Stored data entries
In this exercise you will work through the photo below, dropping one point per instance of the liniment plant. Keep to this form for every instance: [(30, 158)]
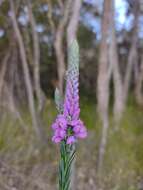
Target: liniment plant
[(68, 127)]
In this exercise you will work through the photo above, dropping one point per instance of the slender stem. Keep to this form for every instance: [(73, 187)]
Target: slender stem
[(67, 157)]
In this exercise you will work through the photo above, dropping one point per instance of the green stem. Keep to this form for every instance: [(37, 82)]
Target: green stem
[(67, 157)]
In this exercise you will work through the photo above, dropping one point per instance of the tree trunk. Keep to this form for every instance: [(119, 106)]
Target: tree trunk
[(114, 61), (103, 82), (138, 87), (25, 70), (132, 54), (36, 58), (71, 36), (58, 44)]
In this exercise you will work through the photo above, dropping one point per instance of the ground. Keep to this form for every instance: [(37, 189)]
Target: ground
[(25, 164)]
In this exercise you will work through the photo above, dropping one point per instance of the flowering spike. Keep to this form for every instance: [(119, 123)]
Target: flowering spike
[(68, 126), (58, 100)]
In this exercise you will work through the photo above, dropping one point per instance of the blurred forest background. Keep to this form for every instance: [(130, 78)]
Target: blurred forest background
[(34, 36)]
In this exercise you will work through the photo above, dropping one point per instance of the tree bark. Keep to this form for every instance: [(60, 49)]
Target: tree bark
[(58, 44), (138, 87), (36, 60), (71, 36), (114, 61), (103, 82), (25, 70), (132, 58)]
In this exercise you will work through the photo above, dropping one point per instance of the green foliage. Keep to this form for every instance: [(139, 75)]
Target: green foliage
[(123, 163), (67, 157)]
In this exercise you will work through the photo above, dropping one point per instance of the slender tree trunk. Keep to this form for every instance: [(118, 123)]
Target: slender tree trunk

--

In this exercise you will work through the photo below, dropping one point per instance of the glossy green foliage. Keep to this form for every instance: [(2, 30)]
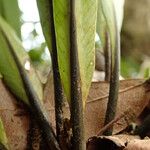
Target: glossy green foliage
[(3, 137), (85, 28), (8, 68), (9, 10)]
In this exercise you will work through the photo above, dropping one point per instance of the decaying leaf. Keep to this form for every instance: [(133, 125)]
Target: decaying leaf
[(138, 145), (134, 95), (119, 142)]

EXERCISE BRIEF: How many lines in the entries above contain the word "bark"? Give only the number.

SOLUTION TO THIS PROBLEM: 2